* [Text passage]
So, someone I know tracked down the source of those guidelines and discovered that the only citation to support them is an unpublished paper presented at an EDRS conference in 1998**.

So, why is APA still distributing those guidelines? They have been approached on this, but no changes have happened. Why doesn't anyone protest or seem to care? I've puzzled over this.

Here's the answer I have come up with. Each treatment provider and researcher is using their own map. They don't worry about what map others are using. There is no central authority, no Pope of ED Cartography, to sanction using other maps. Each practitioner uses a different compass and as long as they don't bump into one another along the way they don't argue about it. Each is doing their best, and some I know are doing it very well.

But parents don't know the difference between them. Parents don't know that the map they're given is based on good intentions and not facts. Parents see that each clinician is giving slightly different directions but usually just blame themselves for not understanding.

There's no one to point out the map problem. It is in noone's best interests to do so, or to take the heat for it - people are too busy and they know their own intentions are good. But the parent community is starting to care. A lot. And I'm glad. So I ask you, who and how can we address the APA guidelines?

** La Via M, Kaye WH, Andersen A, Bowers W, Brandt HA, Brewerton TD, Costin C, Hill L, Lilenfeld L, McGilley B, Powers PS, Pryor T, Yager J, Zucker ML: Anorexia nervosa: criteria for levels of care. Paper presented at the annual meeting of the Eating Disorders Research Society, Cambridge, Mass, November 5–7, 1998


  1. C&M are working on it.

  2. Laura,
    It's kind of scary. I was planning on trying to reach DR. David Herzog next week to see when they will be revised. I'm sure it must be time!

  3. I'd really like to know the answer to your question. That is outrageous!

  4. I would encourage interested parents to look at the full guidelines themselves. The executive summary includes this text: "e) Providing family assessment and treatment For children and adolescents with anorexia nervosa, family involvement and treatment are essential [I]. For older patients, family assessment and involvement may be useful and should be considered on a case-by-case basis [II]. Involving spouses and partners in treatment may be highly desirable [II]."

    Kids with AN may need different care if they aren't able to comply with treatment.

* [Prompt A]
According to the post about the APA eating disorder guidelines, at what event and when was the paper that supports the guidelines presented?
* [Prompt B]
Quote the post about the APA guidelines, beginning with the words "There's no one" and ending after the words "That is outrageous!".
* [Prompt C]
Continue the discussion of the APA eating disorder guidelines after its last sentence.

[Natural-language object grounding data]
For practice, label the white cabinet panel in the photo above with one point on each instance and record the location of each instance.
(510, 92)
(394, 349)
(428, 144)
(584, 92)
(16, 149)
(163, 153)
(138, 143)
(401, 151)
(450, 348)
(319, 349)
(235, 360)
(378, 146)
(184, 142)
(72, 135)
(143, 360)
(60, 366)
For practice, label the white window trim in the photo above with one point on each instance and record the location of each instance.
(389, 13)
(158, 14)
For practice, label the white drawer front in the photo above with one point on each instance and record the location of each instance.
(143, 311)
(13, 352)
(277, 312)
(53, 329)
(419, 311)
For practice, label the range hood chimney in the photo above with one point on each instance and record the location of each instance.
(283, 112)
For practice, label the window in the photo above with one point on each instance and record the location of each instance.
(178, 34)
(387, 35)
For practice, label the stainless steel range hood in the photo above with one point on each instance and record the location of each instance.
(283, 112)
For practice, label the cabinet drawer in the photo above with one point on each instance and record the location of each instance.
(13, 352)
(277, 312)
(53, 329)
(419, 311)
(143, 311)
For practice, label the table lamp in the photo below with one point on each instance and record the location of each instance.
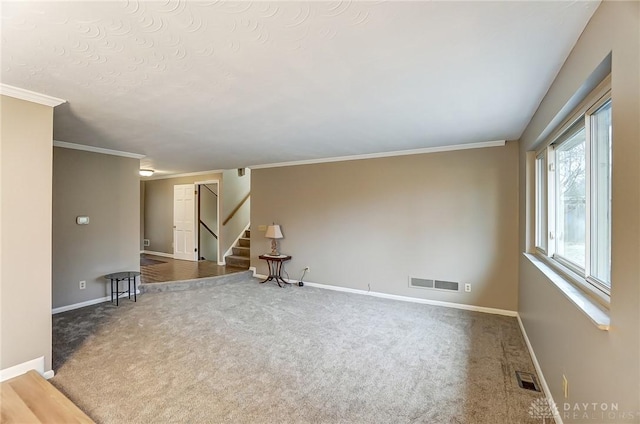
(274, 233)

* [Written response A]
The annual meeting of the Eating Disorders Research Society in Cambridge, Mass, November 5–7, 1998.

* [Written response B]
There's no one to point out the map problem. It is in noone's best interests to do so, or to take the heat for it - people are too busy and they know their own intentions are good. But the parent community is starting to care. A lot. And I'm glad. So I ask you, who and how can we address the APA guidelines?

** La Via M, Kaye WH, Andersen A, Bowers W, Brandt HA, Brewerton TD, Costin C, Hill L, Lilenfeld L, McGilley B, Powers PS, Pryor T, Yager J, Zucker ML: Anorexia nervosa: criteria for levels of care. Paper presented at the annual meeting of the Eating Disorders Research Society, Cambridge, Mass, November 5–7, 1998


  1. C&M are working on it.

  2. Laura,
    It's kind of scary. I was planning on trying to reach DR. David Herzog next week to see when they will be revised. I'm sure it must be time!

  3. I'd really like to know the answer to your question. That is outrageous!

* [Written response C]
  5. Reader caveat: I have made some strongly opinionated statements and have not done extensive fact-checking of a few things (although I did on most things). This post is mostly a vent, not an argument that I plan to present for critique, so I would love to hear other points of view, because I'm not insisting I'm right; I'm merely engaging in the debate.

    Interesting post! I had no idea that the level of care guidelines were 11 years old. Do you know what we were doing 11 years ago in other developing fields (e.g., technology)? We weren't using text messaging very much if at all, you couldn't buy a movie on blu-ray, the HPV vaccine had yet to be invented, national security was fairly low-profile in pre-9/11, and Thomas Insel had yet to declare anorexia nervosa a disease of the brain! And so we have moved forward based on all these previously mentioned advances, why not move forward based on the latest EBTs? I know that these researchers are busy folks (I personally know one of the presenters), but what is stopping the APA from meeting them half way and discussing some newer treatment guidelines? Are they (the APA) simply too busy working on the ever-delayed-forthcoming DSM V? I suppose it is a controversial stand, but I'm going to take it anyway when I say that as long as insurance companies benefit from old-school treatment guidelines (and they do in this case), there is no push for change. Why would the APA try to change guidelines if they get some sort of benefit by being in cahoots with medical insurance companies (mainly that it is insurance companies making life and death treatment decisions not the APA or doctors or treatment providers, which is a lawsuit monkey of their backs)?? If this counseling job doesn't work out, I may reinvent my career and become a lawyer. Now if I could just get this nasty ED behind me!